◆ Problem requirements ◆
Please pull out every line below that contains the word "street" and copy each one in full. Case counts, so match only that capitalization.

○ ○ ○ ○ ○ ○ ○

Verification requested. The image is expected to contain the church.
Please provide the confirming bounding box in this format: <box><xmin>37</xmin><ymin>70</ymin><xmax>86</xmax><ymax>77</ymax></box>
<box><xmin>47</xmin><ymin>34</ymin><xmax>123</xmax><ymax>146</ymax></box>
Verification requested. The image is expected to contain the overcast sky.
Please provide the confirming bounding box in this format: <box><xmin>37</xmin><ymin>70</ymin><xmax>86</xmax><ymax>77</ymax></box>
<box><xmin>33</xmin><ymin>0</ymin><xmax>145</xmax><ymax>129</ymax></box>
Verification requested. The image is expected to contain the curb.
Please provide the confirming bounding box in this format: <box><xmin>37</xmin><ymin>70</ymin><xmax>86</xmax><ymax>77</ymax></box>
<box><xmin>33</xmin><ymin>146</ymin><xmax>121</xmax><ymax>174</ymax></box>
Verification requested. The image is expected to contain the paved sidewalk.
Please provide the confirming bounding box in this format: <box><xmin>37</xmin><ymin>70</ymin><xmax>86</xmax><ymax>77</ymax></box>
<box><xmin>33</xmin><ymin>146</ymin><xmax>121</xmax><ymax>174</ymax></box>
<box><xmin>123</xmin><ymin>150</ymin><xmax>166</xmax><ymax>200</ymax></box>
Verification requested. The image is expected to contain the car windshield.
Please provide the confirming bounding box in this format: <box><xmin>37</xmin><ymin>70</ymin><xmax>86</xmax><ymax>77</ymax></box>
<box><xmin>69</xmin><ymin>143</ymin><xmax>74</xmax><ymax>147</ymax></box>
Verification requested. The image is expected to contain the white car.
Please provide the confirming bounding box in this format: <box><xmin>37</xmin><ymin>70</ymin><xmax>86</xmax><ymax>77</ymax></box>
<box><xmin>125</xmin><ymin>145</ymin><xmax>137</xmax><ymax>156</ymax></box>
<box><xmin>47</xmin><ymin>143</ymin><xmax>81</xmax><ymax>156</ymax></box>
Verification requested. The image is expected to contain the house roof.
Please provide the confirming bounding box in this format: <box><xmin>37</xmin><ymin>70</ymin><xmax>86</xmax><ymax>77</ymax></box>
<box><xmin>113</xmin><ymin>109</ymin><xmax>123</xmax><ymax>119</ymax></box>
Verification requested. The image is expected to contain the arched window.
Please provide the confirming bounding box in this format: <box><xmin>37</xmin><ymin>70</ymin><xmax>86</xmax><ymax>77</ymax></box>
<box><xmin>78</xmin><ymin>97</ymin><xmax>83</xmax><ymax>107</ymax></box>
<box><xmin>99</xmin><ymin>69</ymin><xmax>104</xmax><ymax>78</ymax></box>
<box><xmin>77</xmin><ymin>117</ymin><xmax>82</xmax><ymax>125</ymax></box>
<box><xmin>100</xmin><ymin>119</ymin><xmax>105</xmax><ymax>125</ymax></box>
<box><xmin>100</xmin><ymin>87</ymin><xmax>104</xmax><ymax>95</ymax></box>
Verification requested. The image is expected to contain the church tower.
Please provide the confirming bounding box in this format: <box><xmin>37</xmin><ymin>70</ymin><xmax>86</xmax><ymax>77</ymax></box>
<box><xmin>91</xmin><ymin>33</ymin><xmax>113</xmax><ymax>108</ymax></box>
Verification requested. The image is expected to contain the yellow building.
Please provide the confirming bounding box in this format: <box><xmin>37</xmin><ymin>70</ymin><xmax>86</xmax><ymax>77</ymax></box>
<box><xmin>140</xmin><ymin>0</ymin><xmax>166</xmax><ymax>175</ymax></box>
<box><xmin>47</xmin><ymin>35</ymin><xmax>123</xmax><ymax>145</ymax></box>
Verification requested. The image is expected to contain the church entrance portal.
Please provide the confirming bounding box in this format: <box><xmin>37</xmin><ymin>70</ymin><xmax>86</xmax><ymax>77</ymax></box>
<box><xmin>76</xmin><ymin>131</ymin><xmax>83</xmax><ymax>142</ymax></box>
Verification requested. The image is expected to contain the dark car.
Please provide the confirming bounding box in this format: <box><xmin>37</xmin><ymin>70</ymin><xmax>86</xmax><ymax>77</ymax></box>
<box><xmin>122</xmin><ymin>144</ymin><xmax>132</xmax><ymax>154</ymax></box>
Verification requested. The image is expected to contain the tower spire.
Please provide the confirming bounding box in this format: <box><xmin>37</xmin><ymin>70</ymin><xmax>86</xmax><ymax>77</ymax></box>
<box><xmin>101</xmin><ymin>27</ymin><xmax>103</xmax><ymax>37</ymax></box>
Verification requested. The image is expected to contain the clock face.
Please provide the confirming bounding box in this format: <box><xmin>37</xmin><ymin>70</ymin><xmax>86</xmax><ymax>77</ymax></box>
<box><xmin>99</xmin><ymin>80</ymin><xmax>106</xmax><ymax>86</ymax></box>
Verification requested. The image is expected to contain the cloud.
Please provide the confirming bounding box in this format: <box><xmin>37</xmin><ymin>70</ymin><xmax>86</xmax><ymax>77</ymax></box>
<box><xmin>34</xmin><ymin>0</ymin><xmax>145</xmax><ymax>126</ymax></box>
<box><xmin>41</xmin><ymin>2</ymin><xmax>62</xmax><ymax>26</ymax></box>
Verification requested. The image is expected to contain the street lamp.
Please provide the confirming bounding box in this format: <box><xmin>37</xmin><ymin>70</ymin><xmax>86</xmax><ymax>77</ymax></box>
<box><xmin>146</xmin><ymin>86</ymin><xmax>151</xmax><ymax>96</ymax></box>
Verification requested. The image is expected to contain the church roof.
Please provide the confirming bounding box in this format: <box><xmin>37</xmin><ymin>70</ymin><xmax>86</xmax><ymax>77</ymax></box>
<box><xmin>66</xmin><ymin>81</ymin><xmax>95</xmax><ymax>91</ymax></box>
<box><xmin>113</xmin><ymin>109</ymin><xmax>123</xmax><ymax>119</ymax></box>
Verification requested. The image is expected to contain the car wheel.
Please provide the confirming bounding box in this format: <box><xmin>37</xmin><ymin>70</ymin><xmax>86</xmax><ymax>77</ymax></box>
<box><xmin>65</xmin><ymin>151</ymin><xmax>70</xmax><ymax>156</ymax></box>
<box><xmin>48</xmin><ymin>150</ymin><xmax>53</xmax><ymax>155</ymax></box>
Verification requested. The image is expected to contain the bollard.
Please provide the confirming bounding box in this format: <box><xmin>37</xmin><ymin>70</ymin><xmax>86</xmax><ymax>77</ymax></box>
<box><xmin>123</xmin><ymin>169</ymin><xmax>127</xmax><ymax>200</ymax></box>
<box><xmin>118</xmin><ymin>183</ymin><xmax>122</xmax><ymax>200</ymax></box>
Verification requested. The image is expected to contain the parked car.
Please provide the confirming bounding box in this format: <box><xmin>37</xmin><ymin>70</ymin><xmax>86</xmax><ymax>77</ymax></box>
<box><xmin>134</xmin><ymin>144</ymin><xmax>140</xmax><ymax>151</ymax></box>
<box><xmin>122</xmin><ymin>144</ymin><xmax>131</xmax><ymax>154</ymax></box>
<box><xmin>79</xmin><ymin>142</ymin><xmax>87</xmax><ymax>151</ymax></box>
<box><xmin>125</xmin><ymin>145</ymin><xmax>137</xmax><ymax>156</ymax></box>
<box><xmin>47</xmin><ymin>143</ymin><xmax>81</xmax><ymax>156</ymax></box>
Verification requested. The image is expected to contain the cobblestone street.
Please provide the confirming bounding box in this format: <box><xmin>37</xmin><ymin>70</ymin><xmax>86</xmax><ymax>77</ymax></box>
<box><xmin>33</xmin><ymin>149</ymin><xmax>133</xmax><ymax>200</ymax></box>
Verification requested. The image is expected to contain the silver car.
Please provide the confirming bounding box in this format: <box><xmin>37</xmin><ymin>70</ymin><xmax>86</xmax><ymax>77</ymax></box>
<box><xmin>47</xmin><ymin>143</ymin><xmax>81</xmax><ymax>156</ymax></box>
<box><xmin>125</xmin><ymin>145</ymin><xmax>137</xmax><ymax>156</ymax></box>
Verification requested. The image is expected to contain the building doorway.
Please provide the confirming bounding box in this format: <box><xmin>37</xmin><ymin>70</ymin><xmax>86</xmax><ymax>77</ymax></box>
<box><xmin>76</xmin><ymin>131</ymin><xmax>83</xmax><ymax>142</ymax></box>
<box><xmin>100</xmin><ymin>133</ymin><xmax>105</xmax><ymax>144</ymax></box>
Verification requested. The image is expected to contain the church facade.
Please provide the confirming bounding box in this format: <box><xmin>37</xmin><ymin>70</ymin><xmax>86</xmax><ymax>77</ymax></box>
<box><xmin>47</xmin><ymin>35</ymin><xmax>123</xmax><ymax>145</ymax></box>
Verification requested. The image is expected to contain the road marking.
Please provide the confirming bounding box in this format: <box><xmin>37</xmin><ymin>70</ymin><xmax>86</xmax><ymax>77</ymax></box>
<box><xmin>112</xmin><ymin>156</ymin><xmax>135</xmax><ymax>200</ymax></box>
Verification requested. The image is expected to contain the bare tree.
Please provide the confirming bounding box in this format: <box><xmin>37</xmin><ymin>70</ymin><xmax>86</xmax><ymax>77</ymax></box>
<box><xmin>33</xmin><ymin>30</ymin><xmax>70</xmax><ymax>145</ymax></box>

○ ○ ○ ○ ○ ○ ○

◆ Task answer ◆
Verification requested. The image is expected to contain the street lamp.
Verification requested. The image is expected to contain the cobblestone street.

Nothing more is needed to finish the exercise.